LISTED RECORDS:
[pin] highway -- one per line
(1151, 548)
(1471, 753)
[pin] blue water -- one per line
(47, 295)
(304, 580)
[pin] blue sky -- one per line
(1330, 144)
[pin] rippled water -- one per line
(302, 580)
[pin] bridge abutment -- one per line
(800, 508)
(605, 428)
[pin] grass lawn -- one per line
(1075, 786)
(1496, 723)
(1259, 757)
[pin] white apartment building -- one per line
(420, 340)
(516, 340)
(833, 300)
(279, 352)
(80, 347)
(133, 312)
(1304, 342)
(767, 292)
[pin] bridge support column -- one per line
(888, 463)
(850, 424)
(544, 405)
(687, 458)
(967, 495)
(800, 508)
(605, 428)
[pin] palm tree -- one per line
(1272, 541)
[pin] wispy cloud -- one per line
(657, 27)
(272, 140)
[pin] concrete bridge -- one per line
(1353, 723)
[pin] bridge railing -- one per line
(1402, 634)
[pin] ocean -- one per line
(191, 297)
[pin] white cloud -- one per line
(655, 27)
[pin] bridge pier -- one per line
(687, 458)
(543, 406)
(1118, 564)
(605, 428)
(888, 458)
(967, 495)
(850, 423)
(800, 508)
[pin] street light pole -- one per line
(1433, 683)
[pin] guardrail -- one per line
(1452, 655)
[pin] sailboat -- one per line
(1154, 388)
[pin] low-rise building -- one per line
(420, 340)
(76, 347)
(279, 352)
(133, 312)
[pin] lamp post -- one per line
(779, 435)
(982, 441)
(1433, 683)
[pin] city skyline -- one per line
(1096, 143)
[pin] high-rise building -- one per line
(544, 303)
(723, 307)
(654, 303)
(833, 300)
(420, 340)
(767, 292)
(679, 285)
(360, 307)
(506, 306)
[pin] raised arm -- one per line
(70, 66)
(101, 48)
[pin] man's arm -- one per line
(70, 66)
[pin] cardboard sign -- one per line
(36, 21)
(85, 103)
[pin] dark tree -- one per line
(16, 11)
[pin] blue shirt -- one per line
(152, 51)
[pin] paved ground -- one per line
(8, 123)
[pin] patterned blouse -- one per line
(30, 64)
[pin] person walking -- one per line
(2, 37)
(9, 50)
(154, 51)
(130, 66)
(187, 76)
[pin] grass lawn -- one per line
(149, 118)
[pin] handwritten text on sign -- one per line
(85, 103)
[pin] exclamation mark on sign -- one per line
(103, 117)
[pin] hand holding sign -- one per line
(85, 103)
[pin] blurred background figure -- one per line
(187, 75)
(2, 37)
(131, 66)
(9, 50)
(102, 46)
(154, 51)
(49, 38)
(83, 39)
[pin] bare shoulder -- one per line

PROBLEM TO WORK ON:
Reproduce the lines of the entries above exactly, but only from the line containing "[pin] cardboard sign -- one per line" through the final line.

REPLY TO THE EXERCISE:
[pin] cardboard sign -- one per line
(36, 21)
(85, 103)
[pin] dark tree -- one per line
(16, 11)
[pin] blue shirt -- one per line
(152, 51)
[pin] paved ground -- one per line
(8, 123)
[pin] patterned blouse -- one per line
(30, 64)
[pin] person walking -- one per line
(2, 37)
(9, 50)
(154, 51)
(130, 66)
(187, 76)
[pin] grass lawn -- one per line
(149, 118)
[pin] handwritten text on sign -- one per line
(85, 103)
[pin] exclamation mark on sign -- one per line
(103, 117)
[pin] hand holding sign -- one per line
(85, 103)
[pin] blurred background figure -- one per line
(187, 75)
(2, 37)
(131, 66)
(9, 50)
(102, 46)
(154, 51)
(49, 38)
(83, 39)
[pin] bare shoulder -- one per line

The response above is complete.